* DATA SECTION:
·····
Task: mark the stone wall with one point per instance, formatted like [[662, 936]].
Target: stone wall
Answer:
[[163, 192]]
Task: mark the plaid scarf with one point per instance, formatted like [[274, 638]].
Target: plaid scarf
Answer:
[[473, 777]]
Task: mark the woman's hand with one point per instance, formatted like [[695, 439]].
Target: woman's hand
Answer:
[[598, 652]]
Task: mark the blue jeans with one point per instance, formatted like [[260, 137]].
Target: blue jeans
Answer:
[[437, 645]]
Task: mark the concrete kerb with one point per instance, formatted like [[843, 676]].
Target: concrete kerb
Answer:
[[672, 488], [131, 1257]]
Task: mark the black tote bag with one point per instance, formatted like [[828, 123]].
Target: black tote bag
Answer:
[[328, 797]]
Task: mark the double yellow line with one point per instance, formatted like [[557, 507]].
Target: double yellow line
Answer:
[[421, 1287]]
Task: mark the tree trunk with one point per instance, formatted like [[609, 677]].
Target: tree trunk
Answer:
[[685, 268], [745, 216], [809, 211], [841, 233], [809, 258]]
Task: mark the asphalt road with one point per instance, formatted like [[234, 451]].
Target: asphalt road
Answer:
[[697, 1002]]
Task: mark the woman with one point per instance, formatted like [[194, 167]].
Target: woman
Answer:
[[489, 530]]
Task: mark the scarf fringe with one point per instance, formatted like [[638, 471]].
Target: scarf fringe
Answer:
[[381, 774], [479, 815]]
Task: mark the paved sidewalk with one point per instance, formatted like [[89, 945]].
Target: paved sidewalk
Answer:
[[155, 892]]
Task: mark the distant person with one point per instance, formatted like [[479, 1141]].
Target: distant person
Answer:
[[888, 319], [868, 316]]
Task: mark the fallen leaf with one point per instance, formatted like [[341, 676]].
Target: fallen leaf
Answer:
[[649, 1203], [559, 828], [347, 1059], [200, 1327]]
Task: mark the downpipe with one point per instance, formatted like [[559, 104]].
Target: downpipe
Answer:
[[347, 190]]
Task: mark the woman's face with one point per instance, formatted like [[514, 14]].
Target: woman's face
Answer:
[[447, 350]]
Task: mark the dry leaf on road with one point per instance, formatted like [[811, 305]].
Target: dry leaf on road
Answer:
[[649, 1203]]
·····
* WHAT TO DO: Return exactly, and only, the line containing "Target: downpipe" and every line after it through the end of the material.

* ANSWER:
Target: downpipe
Answer:
[[347, 190]]
Task: mark the woman's face with one point per instance, formatted like [[514, 14]].
Target: woman's face
Answer:
[[447, 350]]
Task: mark the dry leaf on road with one point per instance, formatted like [[811, 305]].
Target: dry leaf on road
Answer:
[[649, 1203]]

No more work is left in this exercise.